* _QUOTED PASSAGE_
Monday, 10 March 2014

Portrait of a “puritan” – Dutch Mennonite

Catrina Hooghsaet by Rembrandt. 1657

The portrait of Catrina Hooghsaet (1607–1685) by Rembrandt van Rijn was painted in 1657 when the subject was fifty. It is often considered one of the finest Dutch portraits of the seventeenth century, and at the moment it is on loan to the Ashmolean Museum in Oxford. (Brown, 2014) The portrait belongs to the Penrhyn Estates, and is usually on display at Penrhyn Castle, which is now owned by the National Trust.

Catrina Hooghsaet was a Mennonite, as the Anabaptist denominations that followed the preachings of Menno Simons (1496–1561) of Friesland were called. Catrina belonged to the Waterland congregation in Amsterdam. Rembrandt’s relationship with the Waterland congregation has been discussed and summarised by several historians. (Edmonds, 2009). As well as Catrina, Rembrandt had already painted other members of the congregation, in 1632 Aeltje Uylenburgh (his wife Saskia’s aunt), and in 1641 Cornelius Anslo and his wife.

The copy of the portrait I have used here is from Wikimedia Commons and is not as good, or as detailed as that available on the National Museum of Wales website. So looking at the clothing in the portrait, what effect does her being Mennonite have? The Mennonites, like the Quakers in England about the same time, talked about plain dress, but plain did not mean poor quality. Catrina was a rich woman and can be seen dressed in the finest silk and linen, but with little embellishment. The cut is very fashionably for 1657, Interestingly at this point in time Catrina was separated from her second husband, Hendrick Jacobsz, who was a crimson dyer and clothier, and also a preacher. (Anon., 2014) (van Gelder, 2014)

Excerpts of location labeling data
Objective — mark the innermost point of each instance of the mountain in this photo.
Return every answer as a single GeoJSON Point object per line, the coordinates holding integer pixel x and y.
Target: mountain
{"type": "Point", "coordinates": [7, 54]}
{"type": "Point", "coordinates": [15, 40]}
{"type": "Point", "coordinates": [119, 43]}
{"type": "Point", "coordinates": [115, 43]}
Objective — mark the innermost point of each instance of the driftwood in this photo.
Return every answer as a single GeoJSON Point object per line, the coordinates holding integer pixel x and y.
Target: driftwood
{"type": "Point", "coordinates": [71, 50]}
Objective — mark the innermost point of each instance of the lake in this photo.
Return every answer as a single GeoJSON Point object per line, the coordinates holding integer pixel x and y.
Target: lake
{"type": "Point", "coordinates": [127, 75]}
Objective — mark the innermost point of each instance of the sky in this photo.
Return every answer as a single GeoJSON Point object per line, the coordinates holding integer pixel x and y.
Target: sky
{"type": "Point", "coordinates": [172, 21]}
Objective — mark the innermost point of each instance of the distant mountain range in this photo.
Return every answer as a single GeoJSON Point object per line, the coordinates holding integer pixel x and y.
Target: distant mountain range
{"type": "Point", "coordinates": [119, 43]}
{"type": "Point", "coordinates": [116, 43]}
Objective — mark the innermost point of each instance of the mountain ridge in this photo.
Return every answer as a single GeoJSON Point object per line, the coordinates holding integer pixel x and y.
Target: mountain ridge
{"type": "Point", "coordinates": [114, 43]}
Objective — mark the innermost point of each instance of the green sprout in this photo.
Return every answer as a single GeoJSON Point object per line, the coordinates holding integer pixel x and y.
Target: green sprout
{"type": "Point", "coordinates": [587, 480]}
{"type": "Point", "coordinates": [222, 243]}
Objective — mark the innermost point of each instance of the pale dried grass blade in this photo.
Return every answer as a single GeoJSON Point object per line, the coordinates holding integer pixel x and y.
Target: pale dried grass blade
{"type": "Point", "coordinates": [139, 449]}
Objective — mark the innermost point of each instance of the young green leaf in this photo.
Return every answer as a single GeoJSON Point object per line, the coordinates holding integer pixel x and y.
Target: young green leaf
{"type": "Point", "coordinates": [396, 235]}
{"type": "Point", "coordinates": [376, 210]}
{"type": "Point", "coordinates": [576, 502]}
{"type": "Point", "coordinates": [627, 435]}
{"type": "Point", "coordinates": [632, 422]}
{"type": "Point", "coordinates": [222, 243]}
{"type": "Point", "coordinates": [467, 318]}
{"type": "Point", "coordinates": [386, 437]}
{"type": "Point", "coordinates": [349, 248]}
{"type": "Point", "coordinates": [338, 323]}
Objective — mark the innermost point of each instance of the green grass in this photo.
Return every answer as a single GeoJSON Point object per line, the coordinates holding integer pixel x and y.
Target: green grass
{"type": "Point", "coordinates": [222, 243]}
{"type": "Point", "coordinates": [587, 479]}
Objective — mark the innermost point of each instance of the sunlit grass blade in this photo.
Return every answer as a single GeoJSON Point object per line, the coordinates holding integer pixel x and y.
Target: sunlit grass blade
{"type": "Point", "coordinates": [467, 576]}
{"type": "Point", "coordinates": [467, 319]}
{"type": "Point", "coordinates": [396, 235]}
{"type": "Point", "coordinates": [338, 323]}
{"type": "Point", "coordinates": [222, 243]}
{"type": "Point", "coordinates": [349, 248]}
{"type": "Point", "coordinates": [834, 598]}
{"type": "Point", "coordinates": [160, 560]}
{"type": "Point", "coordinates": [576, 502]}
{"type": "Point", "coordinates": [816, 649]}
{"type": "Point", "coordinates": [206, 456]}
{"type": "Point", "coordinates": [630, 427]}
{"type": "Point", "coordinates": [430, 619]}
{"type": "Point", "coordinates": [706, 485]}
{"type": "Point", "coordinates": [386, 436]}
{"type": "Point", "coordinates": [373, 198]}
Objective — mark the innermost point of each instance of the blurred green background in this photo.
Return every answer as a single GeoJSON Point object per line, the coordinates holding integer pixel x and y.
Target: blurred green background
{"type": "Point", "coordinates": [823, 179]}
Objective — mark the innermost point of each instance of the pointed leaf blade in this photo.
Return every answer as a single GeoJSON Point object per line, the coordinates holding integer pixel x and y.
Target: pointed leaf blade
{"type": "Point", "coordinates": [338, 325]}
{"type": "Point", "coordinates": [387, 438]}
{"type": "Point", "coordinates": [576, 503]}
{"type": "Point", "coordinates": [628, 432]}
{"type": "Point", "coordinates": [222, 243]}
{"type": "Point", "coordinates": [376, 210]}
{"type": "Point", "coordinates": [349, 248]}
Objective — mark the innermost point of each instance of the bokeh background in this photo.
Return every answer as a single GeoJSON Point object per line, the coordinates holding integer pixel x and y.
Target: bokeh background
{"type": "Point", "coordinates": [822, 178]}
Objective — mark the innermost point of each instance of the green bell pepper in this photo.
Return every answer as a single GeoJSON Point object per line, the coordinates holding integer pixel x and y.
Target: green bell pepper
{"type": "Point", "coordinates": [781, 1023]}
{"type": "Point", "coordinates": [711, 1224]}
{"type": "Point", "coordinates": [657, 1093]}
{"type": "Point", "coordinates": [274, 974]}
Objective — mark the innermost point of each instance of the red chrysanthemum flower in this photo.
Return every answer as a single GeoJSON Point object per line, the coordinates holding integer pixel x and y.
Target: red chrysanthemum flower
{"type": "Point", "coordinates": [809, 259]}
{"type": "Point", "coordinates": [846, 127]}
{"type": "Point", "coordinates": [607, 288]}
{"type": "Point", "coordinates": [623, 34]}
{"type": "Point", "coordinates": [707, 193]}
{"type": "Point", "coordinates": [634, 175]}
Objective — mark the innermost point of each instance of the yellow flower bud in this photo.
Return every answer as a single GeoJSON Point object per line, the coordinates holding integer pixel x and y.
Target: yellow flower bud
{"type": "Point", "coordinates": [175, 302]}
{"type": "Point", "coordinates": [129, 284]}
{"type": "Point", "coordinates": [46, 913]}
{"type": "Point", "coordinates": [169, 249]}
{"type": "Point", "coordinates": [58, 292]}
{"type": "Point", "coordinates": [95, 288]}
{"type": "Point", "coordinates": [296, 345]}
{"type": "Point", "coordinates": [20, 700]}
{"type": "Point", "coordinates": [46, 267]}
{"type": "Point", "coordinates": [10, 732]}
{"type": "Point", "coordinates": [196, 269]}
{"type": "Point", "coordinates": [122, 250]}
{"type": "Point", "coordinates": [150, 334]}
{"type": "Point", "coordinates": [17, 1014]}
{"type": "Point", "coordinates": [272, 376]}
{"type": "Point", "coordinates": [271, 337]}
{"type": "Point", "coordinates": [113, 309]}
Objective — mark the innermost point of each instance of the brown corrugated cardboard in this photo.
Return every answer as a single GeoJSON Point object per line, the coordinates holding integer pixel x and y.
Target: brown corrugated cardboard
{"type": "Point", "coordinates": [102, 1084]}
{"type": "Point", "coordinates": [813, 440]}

* _EXERCISE AIM_
Write out the stretch of the piece on Rembrandt's portrait of Catrina Hooghsaet from "The portrait of" through "the National Trust.", word for word.

* _WRITTEN REPLY_
The portrait of Catrina Hooghsaet (1607–1685) by Rembrandt van Rijn was painted in 1657 when the subject was fifty. It is often considered one of the finest Dutch portraits of the seventeenth century, and at the moment it is on loan to the Ashmolean Museum in Oxford. (Brown, 2014) The portrait belongs to the Penrhyn Estates, and is usually on display at Penrhyn Castle, which is now owned by the National Trust.